_Текст для чтения:_
РАЗМЫШЛЕНИЕ ПЯТНАДЦАТОЕ (И ПОСЛЕДНЕЕ)

Проблема страстей у Декарта, его психологическое учение вырисовались перед нами в контексте освобождения человека, и в этом контексте мне приходилось сопоставлять Декарта с Лейбницем и Спинозой. Пойдём дальше — к концу.

Именно то, что Декарт хранит в глубинах своей онтологии совершенно особое переживание длительности персоны и явления рождения в ней мысли, длительности, которую нужно держать, и тогда впереди тебя самого образуются свободные, но неизбежные состояния, именно то, что этот внутренний нерв всей философии Декарта одинаково проглядывает везде, через разные окошечки разных мыслей, по-разному поводу и предмету, в том числе и в проблеме страстей, именно это и приводит Декарта к формулировке того, что можно было бы назвать фактически одним из основных исторических законов (на этом я завершил прошлое размышление).

_Извлечённые данные:_
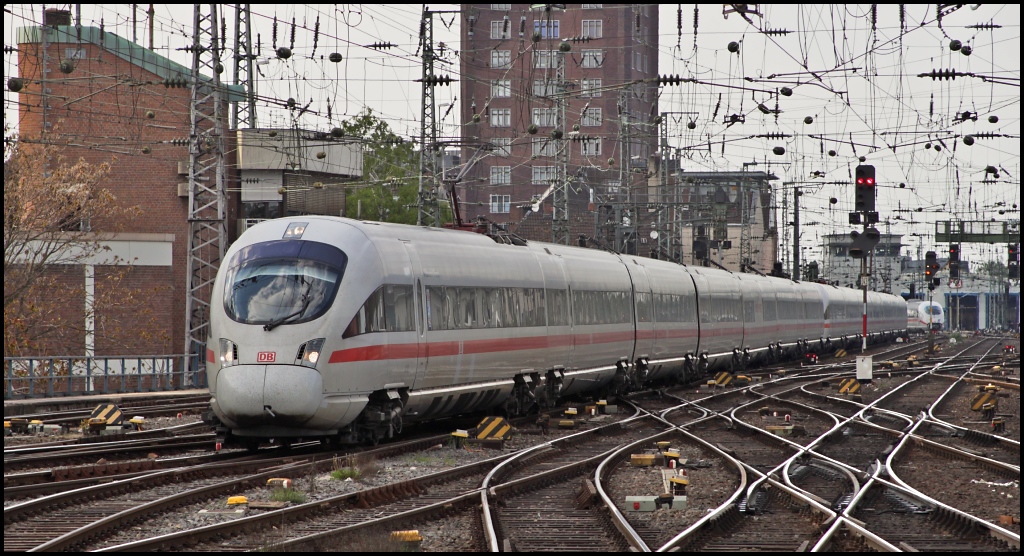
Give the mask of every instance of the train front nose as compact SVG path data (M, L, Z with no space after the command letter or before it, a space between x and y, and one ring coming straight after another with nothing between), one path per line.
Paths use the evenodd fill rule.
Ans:
M237 365L217 378L217 404L240 427L302 425L323 394L323 377L308 367Z

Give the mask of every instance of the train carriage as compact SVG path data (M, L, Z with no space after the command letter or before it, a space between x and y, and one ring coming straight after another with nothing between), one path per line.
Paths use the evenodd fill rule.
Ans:
M211 405L218 431L250 444L518 415L741 369L833 334L833 300L812 285L457 230L282 218L224 260ZM872 332L888 332L894 299L869 300Z

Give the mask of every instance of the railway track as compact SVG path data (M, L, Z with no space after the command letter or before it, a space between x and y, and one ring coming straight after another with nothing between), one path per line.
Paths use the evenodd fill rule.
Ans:
M96 444L69 444L35 448L27 446L17 451L4 451L4 471L14 471L31 467L52 467L97 463L102 459L109 461L124 461L145 458L150 454L187 454L195 451L213 451L216 443L215 435L210 433L188 434L164 438L143 438L140 440L124 440L121 442L100 442Z
M4 508L4 550L59 550L184 500L232 493L293 465L250 462L171 469ZM222 480L223 476L238 477Z
M833 511L842 511L854 493L850 477L814 459L806 459L790 466L788 479L794 486L818 498Z
M977 523L893 486L870 485L850 515L904 552L1017 551Z
M1019 471L920 440L905 442L889 467L910 488L1020 534Z
M684 428L761 474L796 454L796 448L783 440L724 418L703 420Z
M665 469L664 466L631 465L633 454L658 452L659 441L670 443L671 451L680 456L679 468L686 470L686 506L682 508L680 505L684 503L679 499L671 509L663 507L655 511L636 511L627 497L653 497L671 491L671 485L666 484L670 480L667 477L679 476L681 472L680 469ZM738 462L727 456L679 431L672 431L624 446L601 465L598 474L599 485L614 507L647 547L656 549L709 512L717 510L731 497L737 496L737 488L743 485L739 467Z
M811 447L817 454L860 471L867 471L877 461L885 461L898 440L899 434L896 432L848 422Z
M651 419L631 421L540 446L500 466L483 484L488 489L488 538L503 551L638 548L637 539L627 537L601 505L581 504L579 497L587 496L581 495L583 480L604 455L663 428Z
M686 552L804 552L824 532L827 514L781 488L759 489L730 505L672 549Z

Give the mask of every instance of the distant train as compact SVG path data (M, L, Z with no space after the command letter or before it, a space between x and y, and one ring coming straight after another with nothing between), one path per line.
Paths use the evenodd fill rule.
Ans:
M908 332L942 330L945 315L942 305L934 301L911 299L906 302L906 329Z
M323 216L247 230L210 307L218 431L250 446L522 415L565 395L838 349L863 326L856 290ZM870 339L905 334L905 308L869 293Z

_Условия заданий:_
(a) С какими философами автор текста о Декарте сопоставлял Декарта в контексте освобождения человека?
(b) Продолжите текст о Декарте, начав сразу после его последнего предложения.
Данные никак не связаны с текстом.

_Ваши ответы:_
(a) С Лейбницем и Спинозой.

(b)
Речь идёт о конечности всяких порождающих форм. Это всё то, что я говорил о порождающих сцеплениях и вновь-зацеплениях, о том, что прямое приложение волевого или рассудочного действия к точке, в которой произошла конкреция психических сил (и исторических тоже, ибо то же самое применимо и к структуре истории, а не только индивидуальной души), не позволяет ничего сделать, не позволяет двинуться вперёд. В познании мы ведь уже сталкивались с необходимостью размыкания (а не просто прогрессии, произвольного прибавления к себе из будущего) исторических форм. Помните, геометрический артефакт у Декарта со своим морфогенетическим полем? Жизнь (а у Декарта всегда речь идёт о живом знании!) защищает себя. И морфогенетическое поле может вполне оказываться антигенным — по отношению к тому «другому», что в данный момент непосильно и поэтому разрушительно. Это и означает конечность форм. Речь поэтому и должна идти прежде всего о создании рядом какой-то другой точки приложения сил. Переток сил на эту точку, может быть, расцепит конкрецию предшествующей точки, и мы двинемся вперёд.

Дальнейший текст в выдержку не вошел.